Set down each line of the records once more, precisely, and omit the pictures.

[Data extracted from a collection]
§
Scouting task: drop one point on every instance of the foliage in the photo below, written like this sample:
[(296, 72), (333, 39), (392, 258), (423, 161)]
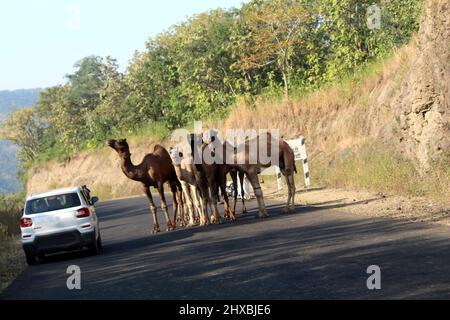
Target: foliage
[(199, 68)]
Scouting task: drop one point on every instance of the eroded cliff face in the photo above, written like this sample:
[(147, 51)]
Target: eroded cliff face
[(423, 102), (405, 106)]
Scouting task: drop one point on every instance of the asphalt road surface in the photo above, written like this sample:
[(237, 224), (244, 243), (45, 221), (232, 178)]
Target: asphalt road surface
[(311, 254)]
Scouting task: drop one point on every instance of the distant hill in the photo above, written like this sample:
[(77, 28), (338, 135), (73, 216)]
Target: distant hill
[(10, 101)]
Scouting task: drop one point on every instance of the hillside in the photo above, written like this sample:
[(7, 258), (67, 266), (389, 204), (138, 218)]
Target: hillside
[(385, 129), (10, 101)]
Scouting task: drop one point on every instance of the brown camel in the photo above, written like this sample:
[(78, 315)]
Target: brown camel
[(193, 189), (155, 169), (215, 175), (208, 174), (250, 163)]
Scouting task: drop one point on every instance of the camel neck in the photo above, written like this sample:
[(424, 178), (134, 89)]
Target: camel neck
[(128, 168)]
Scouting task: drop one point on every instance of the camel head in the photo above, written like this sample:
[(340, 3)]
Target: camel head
[(210, 136), (176, 155), (121, 147)]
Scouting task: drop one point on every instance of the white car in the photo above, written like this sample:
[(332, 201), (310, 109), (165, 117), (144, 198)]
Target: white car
[(59, 220)]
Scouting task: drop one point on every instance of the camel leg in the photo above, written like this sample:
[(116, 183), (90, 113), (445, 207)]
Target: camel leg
[(234, 178), (170, 224), (201, 198), (290, 204), (153, 209), (241, 180), (293, 190), (253, 177), (178, 203), (215, 216), (228, 213), (198, 215), (188, 200)]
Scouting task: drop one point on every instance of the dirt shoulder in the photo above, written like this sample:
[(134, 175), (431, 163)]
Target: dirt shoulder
[(371, 204)]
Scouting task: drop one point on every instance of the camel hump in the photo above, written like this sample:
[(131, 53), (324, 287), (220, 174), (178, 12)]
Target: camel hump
[(158, 148)]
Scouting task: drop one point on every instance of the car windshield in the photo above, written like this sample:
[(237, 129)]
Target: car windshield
[(52, 203)]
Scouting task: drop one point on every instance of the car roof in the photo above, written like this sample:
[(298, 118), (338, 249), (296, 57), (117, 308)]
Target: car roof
[(53, 193)]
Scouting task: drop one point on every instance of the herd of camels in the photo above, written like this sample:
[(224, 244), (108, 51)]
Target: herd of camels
[(195, 185)]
§
FINISHED EXERCISE:
Scouting task: drop one point on every instance of the foliage in the photo below, written like this sample:
[(296, 72), (333, 39), (392, 258), (423, 161)]
Target: foliage
[(199, 68)]
Scouting task: drop one point on every instance of the eroded cliff face in the photo above, written like this sample:
[(147, 51)]
Target: eroded cliff face
[(423, 102), (405, 106)]
Scouting task: drop one point on every instance of the asphalt road surface in the photo above, written like this sample:
[(237, 224), (244, 243), (45, 221), (232, 178)]
Target: asphalt road surface
[(311, 254)]
Scouting task: drop one point on every instance of the distant hill in the photo above, written like this sample:
[(77, 28), (338, 135), (73, 216)]
Target: distant hill
[(10, 101)]
Scouting task: drop one point on every instance of the hillside in the photo above, written like this sample:
[(7, 258), (67, 266), (389, 204), (138, 218)]
Target: hillside
[(385, 129), (10, 101)]
Scouting task: drop one point on every instance of the brown camel in the photo above, written like this sample:
[(78, 315)]
Target: brown camel
[(193, 189), (155, 169), (215, 175), (208, 174), (250, 163)]
Scouting task: drop one point on every instance of the camel neck in the photo above, written like this sample:
[(424, 178), (134, 89)]
Target: camel neck
[(128, 168)]
Scouting task: drop one point on every instance of the camel head in the photo above, written like this sample:
[(340, 3)]
Target: camel head
[(210, 136), (176, 155), (121, 147)]
Scouting task: drop one point on every instance of the white car in the photo above, written like this sample:
[(332, 201), (310, 109), (165, 117), (144, 198)]
Target: white car
[(59, 220)]
Scouting task: drop one point on every instance of the camel leg in the photo above, written like this sample:
[(116, 183), (90, 113), (445, 207)]
Target: camel leg
[(234, 178), (170, 224), (201, 198), (290, 204), (153, 209), (241, 180), (293, 190), (253, 177), (178, 203), (215, 216), (228, 213), (198, 215), (188, 200)]
Scouting task: drop one point on every instance of the dirt shoulder in the photo above, written like this sample:
[(134, 175), (431, 163)]
Target: dirt shoulder
[(371, 204)]
Scouting task: drop one point on every instance of the camel hump in the photo above, written like this sample:
[(131, 53), (324, 287), (220, 174), (178, 12)]
Target: camel hump
[(158, 148)]
Scouting task: drop one point on every instance of the car windshield in the photo above, written like this sample:
[(237, 129)]
Target: car windshield
[(52, 203)]
Scouting task: drop one point on every instance of the car roof in the photo above, written like this sample:
[(298, 118), (338, 249), (296, 57), (117, 308)]
Target: car roof
[(53, 193)]
Scouting task: drop one point on every instance of the herd of camels in the photo above, written like this sample:
[(224, 244), (108, 51)]
Target: herd of camels
[(195, 185)]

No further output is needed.